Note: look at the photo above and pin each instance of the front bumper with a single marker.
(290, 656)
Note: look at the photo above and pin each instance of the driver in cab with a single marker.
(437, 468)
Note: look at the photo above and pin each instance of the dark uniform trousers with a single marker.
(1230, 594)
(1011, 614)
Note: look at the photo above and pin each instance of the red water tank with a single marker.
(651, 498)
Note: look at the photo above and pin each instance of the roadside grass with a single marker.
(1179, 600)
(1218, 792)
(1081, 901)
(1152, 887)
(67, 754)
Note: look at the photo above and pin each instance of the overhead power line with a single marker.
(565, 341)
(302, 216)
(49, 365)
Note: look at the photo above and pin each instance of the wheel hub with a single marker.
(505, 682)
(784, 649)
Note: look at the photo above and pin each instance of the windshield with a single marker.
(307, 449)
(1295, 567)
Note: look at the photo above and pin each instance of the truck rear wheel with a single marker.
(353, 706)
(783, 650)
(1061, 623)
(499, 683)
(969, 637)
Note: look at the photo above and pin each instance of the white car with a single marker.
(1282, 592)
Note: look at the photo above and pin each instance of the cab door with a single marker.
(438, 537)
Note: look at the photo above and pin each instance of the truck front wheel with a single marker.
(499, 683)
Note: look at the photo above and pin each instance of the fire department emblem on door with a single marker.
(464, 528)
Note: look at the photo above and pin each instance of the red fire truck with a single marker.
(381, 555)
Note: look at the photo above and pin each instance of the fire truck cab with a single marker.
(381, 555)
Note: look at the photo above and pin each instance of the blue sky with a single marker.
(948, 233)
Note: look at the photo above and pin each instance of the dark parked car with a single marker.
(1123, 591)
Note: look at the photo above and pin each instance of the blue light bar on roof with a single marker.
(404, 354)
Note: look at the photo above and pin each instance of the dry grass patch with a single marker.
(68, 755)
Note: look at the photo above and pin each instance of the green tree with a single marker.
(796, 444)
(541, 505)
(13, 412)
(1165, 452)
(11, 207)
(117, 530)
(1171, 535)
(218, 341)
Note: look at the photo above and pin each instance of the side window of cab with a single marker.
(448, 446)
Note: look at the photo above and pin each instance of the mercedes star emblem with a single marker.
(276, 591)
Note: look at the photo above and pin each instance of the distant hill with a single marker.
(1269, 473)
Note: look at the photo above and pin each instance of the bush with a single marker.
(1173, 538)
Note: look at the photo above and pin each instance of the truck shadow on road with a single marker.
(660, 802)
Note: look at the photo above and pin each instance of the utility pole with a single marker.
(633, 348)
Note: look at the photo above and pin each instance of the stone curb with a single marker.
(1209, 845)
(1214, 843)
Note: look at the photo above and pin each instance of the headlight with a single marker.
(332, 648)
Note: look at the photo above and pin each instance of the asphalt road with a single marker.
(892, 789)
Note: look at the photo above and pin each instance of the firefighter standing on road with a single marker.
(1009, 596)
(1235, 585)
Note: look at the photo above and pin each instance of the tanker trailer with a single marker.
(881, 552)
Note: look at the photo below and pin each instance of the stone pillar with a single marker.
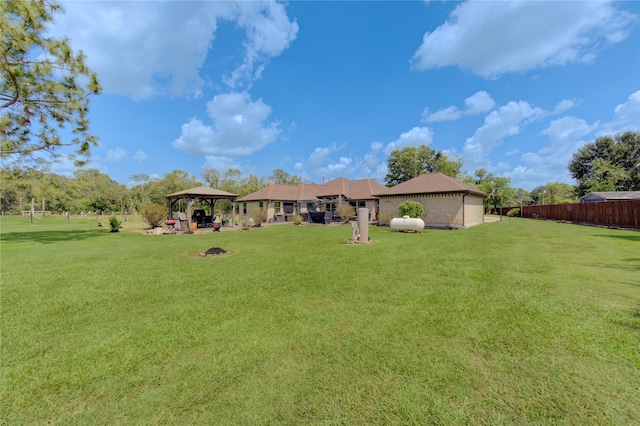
(363, 225)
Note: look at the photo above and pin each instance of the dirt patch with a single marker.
(213, 251)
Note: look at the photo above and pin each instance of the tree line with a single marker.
(89, 190)
(45, 86)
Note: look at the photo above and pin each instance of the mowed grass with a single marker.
(515, 322)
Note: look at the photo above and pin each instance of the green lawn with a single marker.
(514, 322)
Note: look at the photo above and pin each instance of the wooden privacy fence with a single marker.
(616, 213)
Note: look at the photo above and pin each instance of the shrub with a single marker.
(514, 213)
(115, 224)
(345, 211)
(411, 209)
(154, 214)
(258, 215)
(384, 218)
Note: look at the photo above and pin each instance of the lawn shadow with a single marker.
(632, 323)
(622, 237)
(48, 237)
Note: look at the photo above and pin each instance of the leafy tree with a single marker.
(608, 164)
(59, 192)
(411, 209)
(410, 162)
(148, 190)
(42, 84)
(154, 214)
(280, 176)
(500, 193)
(554, 193)
(520, 197)
(114, 224)
(345, 211)
(95, 191)
(212, 177)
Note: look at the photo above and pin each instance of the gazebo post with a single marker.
(233, 214)
(189, 204)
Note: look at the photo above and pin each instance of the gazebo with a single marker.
(210, 195)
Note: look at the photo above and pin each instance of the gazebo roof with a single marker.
(203, 192)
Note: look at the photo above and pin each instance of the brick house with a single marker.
(447, 202)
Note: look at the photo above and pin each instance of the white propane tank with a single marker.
(407, 224)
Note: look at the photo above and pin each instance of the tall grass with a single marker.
(514, 322)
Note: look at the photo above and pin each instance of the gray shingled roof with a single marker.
(361, 189)
(202, 191)
(282, 192)
(430, 183)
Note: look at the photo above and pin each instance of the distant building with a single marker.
(447, 202)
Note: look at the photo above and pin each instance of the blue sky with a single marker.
(326, 89)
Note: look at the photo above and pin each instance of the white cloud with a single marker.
(564, 105)
(116, 155)
(478, 103)
(451, 113)
(239, 128)
(626, 116)
(507, 120)
(149, 49)
(338, 169)
(493, 38)
(219, 163)
(269, 33)
(414, 137)
(140, 156)
(322, 155)
(549, 164)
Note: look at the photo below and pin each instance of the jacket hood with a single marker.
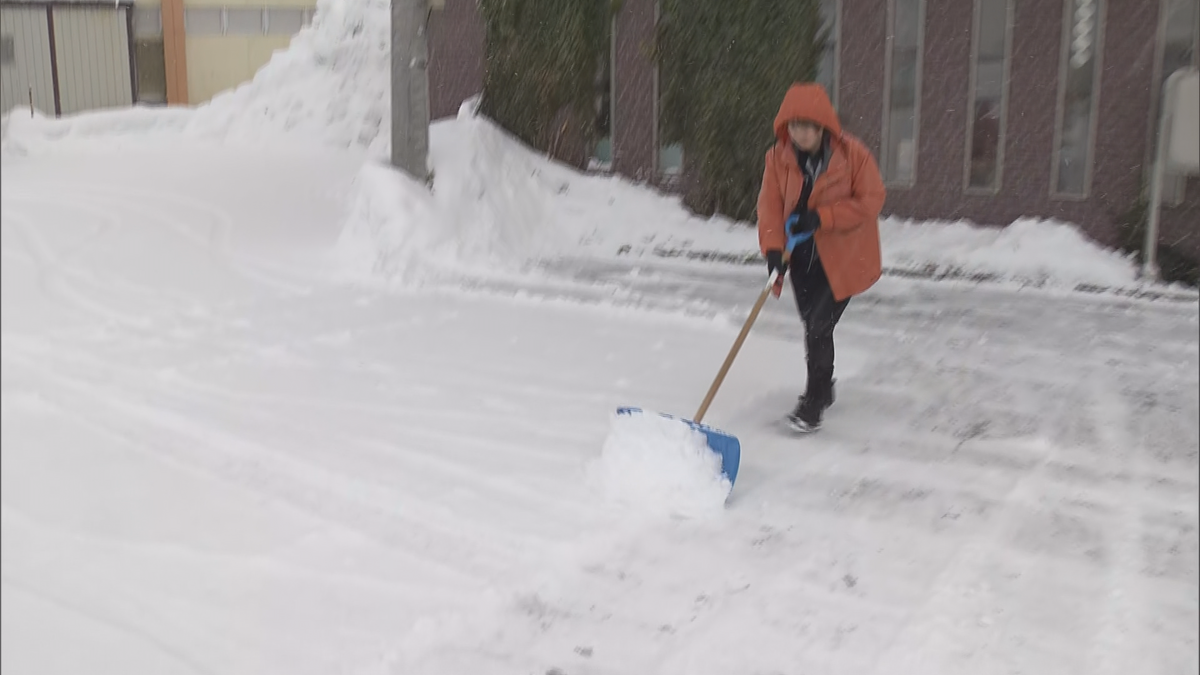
(809, 101)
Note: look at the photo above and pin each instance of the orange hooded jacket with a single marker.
(849, 196)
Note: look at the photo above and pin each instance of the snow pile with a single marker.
(1042, 252)
(487, 211)
(331, 85)
(658, 466)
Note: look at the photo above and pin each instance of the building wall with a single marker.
(76, 57)
(228, 41)
(456, 57)
(1128, 52)
(30, 63)
(91, 46)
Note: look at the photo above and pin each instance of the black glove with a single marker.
(775, 262)
(803, 222)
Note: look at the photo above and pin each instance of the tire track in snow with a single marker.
(345, 503)
(54, 278)
(216, 240)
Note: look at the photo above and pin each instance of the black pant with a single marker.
(820, 314)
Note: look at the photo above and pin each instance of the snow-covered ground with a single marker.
(219, 458)
(269, 407)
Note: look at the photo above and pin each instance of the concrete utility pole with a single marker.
(411, 87)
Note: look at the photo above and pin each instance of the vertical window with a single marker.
(989, 93)
(1079, 83)
(906, 28)
(1180, 40)
(670, 159)
(149, 58)
(831, 23)
(601, 155)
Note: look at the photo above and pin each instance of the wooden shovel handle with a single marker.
(737, 345)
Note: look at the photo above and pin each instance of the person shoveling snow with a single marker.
(828, 185)
(820, 202)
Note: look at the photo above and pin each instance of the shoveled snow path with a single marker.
(215, 461)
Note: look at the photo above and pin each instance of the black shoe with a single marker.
(807, 416)
(810, 408)
(833, 395)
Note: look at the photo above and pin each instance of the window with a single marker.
(149, 58)
(7, 51)
(601, 155)
(245, 21)
(1079, 83)
(989, 93)
(285, 21)
(827, 71)
(203, 21)
(901, 95)
(1180, 41)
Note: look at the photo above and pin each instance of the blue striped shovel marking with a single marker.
(725, 444)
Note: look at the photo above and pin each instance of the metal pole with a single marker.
(1150, 270)
(409, 88)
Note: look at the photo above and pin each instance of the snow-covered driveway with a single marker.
(217, 460)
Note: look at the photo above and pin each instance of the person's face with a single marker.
(807, 135)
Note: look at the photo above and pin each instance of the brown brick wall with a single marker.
(456, 57)
(1127, 69)
(861, 75)
(1125, 107)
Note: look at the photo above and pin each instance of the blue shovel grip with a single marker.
(796, 239)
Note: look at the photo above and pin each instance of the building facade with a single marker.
(978, 109)
(65, 57)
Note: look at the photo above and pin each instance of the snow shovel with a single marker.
(720, 442)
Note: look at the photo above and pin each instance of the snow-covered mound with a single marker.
(1043, 252)
(496, 205)
(487, 213)
(329, 87)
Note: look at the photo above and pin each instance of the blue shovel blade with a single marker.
(793, 240)
(726, 446)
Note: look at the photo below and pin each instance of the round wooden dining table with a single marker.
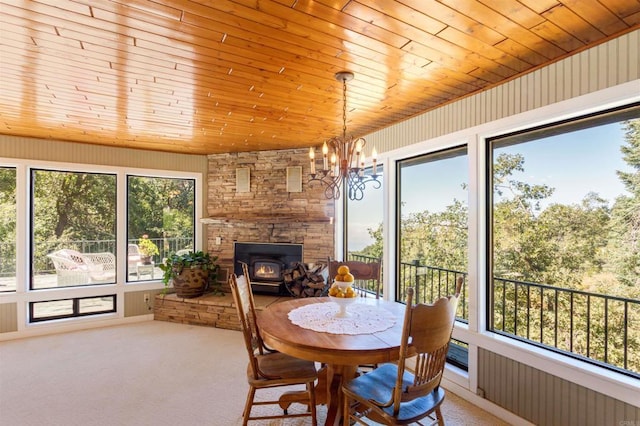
(340, 354)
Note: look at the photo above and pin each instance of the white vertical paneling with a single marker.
(8, 317)
(70, 152)
(632, 55)
(542, 398)
(600, 67)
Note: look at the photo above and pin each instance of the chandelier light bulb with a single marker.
(346, 170)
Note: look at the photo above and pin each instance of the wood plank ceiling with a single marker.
(241, 75)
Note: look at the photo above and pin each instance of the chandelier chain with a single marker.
(341, 174)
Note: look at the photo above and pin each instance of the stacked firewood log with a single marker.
(303, 282)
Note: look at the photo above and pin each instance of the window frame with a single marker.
(23, 295)
(551, 128)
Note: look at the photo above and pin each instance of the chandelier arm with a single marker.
(342, 149)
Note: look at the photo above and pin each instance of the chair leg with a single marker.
(312, 402)
(346, 410)
(247, 406)
(439, 416)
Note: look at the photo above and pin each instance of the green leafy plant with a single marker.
(147, 247)
(176, 263)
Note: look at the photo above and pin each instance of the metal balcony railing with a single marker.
(596, 328)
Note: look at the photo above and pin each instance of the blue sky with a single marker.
(573, 163)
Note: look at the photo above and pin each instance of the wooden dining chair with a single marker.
(366, 274)
(393, 395)
(267, 369)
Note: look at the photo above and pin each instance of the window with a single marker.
(68, 308)
(160, 221)
(74, 228)
(565, 238)
(433, 232)
(364, 223)
(7, 229)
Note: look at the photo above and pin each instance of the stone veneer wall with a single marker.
(267, 213)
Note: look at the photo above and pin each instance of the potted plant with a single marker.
(191, 273)
(147, 249)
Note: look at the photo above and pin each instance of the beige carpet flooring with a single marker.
(150, 373)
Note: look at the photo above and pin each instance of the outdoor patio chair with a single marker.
(133, 257)
(75, 268)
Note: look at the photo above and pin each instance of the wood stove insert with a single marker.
(266, 263)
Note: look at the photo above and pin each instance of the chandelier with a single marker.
(343, 160)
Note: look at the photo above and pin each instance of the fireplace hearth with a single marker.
(266, 263)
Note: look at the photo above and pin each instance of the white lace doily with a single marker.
(363, 319)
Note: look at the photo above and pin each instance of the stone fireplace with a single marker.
(268, 213)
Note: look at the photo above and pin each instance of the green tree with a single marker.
(625, 234)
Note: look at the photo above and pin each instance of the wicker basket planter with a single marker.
(191, 282)
(190, 273)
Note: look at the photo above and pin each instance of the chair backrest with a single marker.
(243, 299)
(366, 274)
(427, 331)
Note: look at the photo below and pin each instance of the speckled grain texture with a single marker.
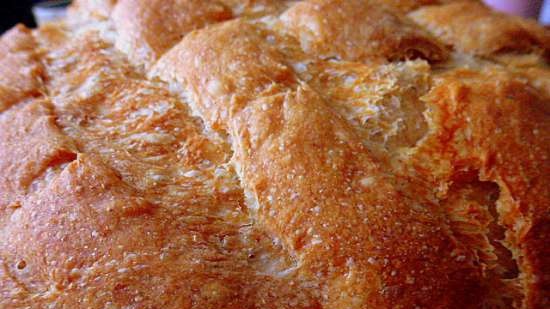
(275, 154)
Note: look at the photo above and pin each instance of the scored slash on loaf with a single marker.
(275, 154)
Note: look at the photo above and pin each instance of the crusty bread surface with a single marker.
(335, 154)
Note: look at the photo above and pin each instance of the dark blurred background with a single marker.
(16, 11)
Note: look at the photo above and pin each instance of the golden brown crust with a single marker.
(147, 29)
(31, 143)
(262, 164)
(489, 124)
(21, 72)
(283, 137)
(358, 30)
(473, 28)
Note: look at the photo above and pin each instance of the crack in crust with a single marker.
(275, 154)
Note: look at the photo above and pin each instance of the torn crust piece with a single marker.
(481, 122)
(148, 28)
(473, 28)
(357, 30)
(20, 67)
(31, 149)
(302, 166)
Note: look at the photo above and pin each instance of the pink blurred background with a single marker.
(537, 9)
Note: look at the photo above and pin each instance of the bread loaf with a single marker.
(275, 154)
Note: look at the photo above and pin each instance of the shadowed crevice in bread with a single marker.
(275, 154)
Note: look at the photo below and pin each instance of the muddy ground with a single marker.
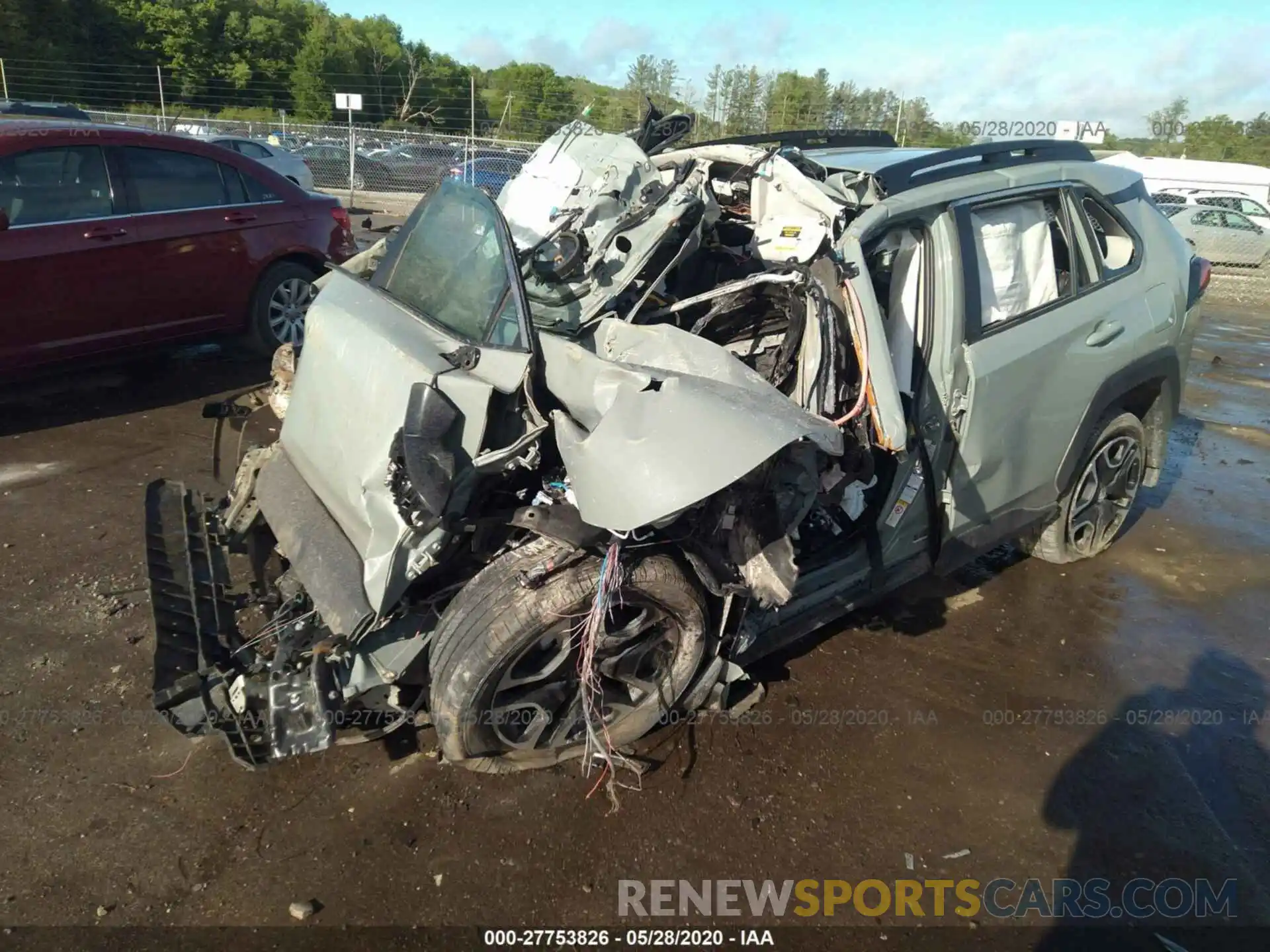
(107, 818)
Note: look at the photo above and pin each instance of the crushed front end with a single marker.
(635, 401)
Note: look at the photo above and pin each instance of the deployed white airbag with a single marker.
(1016, 259)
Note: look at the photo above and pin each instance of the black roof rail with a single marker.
(952, 163)
(810, 139)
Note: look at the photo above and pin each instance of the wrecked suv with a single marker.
(556, 467)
• • • •
▶ **YOUR OBJECTIVE**:
Repeat the line containing "dark blurred background with a single marker." and every line after it up to the end of the material above, exactly as they stand, minus the pictures.

▶ **RESPONSE AREA**:
Note: look at the photo above and pin each instance of the dark blurred background with a single marker.
(16, 11)
Note: look at the photo above and pin each instance of the golden brown crust with a single marker.
(147, 29)
(31, 143)
(262, 164)
(489, 124)
(21, 72)
(283, 137)
(358, 30)
(473, 28)
Note: look at the photo above and pin each instance of the crack in crust with a single marker.
(275, 154)
Note: look at the photo above and pin each instance of the torn crust piece with a single marker.
(481, 122)
(148, 28)
(473, 28)
(357, 30)
(20, 67)
(31, 149)
(302, 166)
Note: look at the photo above and pin each instance of the pink blurred background with a single marker.
(537, 9)
Note: look at the photo above and pin each instance of the bread loaf with a single marker.
(275, 154)
Note: look at the photo above and pin each instance of the shadowed crevice in bread with a single marker.
(275, 154)
Note: look at the photo below and pin each instance of the muddy ground with a single marker.
(107, 818)
Note: look at the photo above and pin each instance of the crushed front end with a single marker.
(635, 401)
Note: look at the photo above and pin each instance of the deployed white airbag with a single marker.
(1016, 259)
Note: look at the photo above and pin each instance of the black roof rail with a single marker.
(952, 163)
(810, 139)
Note: look at the photo above and pin each instance of the wrecked suv with a single marker.
(556, 467)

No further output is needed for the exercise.